(Collected data)
§ §
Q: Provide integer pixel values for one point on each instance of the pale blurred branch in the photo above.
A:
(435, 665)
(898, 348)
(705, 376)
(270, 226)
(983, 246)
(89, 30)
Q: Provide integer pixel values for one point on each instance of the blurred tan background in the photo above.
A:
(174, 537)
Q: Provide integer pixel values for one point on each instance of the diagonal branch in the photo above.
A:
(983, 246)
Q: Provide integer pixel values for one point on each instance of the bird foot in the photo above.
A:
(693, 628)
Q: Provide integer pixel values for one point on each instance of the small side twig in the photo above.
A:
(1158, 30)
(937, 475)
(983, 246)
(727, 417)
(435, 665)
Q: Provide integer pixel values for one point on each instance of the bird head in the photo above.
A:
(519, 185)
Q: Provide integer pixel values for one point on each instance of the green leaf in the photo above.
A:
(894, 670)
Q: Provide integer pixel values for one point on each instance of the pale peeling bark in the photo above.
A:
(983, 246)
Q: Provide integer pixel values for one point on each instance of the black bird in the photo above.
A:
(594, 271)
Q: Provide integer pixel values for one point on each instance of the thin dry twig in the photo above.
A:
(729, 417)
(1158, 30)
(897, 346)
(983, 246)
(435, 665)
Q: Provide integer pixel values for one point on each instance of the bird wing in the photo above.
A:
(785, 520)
§ §
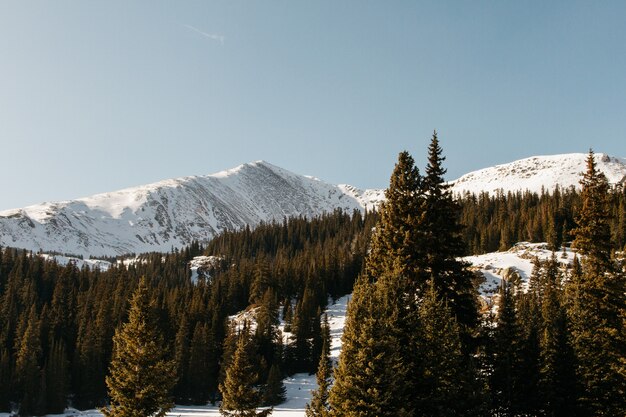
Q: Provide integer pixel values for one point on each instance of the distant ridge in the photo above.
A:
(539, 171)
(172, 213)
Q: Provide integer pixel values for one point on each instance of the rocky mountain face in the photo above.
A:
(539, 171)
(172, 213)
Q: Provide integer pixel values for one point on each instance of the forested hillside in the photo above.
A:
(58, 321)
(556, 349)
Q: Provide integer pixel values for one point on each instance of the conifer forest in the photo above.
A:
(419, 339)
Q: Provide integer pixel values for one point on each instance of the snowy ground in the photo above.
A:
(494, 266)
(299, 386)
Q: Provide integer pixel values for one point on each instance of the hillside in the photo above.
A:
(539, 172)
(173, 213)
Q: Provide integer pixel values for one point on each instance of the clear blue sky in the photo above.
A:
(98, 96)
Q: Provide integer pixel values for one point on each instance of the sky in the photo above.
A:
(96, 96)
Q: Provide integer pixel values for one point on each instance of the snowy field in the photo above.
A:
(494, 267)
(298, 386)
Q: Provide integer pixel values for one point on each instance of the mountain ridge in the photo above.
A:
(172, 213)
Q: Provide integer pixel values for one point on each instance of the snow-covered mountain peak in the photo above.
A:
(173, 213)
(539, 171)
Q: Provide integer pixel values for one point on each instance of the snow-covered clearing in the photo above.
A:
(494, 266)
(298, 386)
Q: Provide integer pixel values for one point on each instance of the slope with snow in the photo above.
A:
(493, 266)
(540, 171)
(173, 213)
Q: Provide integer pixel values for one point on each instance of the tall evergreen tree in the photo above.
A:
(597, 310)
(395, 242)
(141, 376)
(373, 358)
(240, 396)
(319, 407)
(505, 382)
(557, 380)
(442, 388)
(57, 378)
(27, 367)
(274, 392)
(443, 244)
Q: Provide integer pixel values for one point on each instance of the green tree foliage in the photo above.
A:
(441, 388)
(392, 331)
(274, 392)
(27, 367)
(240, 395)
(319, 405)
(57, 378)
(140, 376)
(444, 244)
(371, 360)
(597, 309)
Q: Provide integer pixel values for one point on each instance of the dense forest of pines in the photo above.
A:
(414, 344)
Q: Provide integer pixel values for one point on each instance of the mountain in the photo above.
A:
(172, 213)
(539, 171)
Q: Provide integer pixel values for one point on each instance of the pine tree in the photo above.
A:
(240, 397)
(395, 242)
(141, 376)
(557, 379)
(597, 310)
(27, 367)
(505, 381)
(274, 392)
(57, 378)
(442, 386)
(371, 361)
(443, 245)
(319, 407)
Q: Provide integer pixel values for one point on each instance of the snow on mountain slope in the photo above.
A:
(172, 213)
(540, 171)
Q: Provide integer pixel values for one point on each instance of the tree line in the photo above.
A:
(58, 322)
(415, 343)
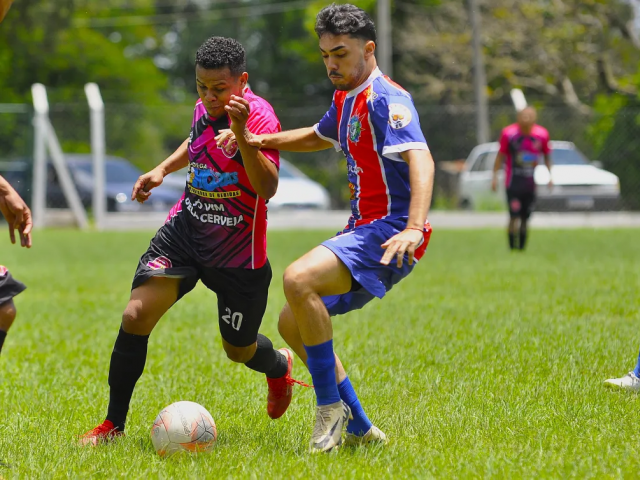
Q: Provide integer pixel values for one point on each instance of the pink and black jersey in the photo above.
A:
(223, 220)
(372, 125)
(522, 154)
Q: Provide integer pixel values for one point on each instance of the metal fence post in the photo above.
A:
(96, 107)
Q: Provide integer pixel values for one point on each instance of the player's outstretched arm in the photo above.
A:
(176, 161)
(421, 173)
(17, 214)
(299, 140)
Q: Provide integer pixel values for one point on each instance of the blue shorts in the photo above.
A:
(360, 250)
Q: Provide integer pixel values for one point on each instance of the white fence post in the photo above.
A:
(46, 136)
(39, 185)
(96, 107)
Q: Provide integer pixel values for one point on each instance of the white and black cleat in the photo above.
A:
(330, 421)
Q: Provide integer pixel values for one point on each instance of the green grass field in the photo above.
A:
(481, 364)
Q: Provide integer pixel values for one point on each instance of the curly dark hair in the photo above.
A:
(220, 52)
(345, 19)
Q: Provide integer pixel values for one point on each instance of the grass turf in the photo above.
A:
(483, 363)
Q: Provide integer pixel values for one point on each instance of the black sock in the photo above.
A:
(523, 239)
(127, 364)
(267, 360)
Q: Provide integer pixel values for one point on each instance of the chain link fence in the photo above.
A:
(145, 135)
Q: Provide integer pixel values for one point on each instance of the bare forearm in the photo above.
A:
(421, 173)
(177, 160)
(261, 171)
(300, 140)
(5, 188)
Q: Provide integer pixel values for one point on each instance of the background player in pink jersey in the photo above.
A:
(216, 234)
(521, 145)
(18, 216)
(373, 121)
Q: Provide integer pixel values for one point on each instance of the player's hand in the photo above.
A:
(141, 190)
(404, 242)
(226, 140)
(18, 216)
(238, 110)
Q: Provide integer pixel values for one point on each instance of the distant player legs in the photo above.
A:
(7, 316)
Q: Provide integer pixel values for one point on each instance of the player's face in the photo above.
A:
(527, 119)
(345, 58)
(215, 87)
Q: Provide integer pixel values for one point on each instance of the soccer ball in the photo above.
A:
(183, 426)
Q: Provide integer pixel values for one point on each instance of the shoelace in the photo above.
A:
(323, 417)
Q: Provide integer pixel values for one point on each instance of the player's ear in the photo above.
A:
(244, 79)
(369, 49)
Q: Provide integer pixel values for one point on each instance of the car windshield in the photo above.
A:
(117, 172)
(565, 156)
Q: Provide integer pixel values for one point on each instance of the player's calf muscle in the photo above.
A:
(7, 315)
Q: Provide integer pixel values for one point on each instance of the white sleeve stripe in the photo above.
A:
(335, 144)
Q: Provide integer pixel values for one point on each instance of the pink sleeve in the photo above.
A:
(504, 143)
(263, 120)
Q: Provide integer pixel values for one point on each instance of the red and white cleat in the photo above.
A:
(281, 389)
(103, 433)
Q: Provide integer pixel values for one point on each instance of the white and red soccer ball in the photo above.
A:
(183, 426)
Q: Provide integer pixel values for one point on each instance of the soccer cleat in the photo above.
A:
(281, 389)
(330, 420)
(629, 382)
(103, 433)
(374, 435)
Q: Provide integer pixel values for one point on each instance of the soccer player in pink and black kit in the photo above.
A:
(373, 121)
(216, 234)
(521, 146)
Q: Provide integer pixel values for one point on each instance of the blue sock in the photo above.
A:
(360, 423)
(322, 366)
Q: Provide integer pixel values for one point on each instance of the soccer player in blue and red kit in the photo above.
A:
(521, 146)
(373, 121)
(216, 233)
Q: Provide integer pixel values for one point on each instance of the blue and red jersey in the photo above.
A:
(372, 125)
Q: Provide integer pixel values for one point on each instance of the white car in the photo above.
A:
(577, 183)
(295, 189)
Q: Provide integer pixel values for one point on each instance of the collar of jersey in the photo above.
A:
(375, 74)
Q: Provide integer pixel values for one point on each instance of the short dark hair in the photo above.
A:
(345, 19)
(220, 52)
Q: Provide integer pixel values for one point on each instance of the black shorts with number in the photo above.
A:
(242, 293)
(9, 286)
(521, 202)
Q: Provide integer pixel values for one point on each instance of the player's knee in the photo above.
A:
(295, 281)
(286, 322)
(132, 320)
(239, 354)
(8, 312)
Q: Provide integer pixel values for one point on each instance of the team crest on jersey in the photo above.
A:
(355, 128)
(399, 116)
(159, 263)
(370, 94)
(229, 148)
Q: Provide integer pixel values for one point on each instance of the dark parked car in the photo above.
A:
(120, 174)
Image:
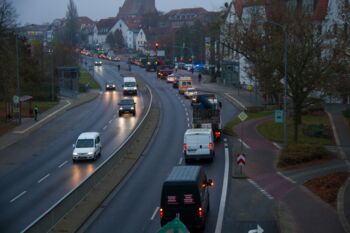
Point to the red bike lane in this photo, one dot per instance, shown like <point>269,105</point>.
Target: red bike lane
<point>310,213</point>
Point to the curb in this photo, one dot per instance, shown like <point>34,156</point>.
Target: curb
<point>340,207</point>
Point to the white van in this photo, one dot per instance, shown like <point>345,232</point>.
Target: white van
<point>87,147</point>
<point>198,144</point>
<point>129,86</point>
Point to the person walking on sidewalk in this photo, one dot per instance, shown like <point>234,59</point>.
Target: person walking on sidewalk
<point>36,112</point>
§ §
» **Task**: Using the records given above, list every line that includes the word "soccer".

» **Output of the task**:
Q: Provide integer pixel values for one point on each instance of the soccer ball in the photo above.
Q: Provide integer pixel values for one point on each instance of the white and red soccer ball in the photo above.
Q: Provide integer pixel values for one point on each instance of the soccer cleat in the photo above.
Q: Provide integer pixel values for one point on each instance of the soccer player in pink and black kit in the photo above.
Q: Provide integer pixel values for one point on each instance of the soccer player in blue and red kit in the photo above.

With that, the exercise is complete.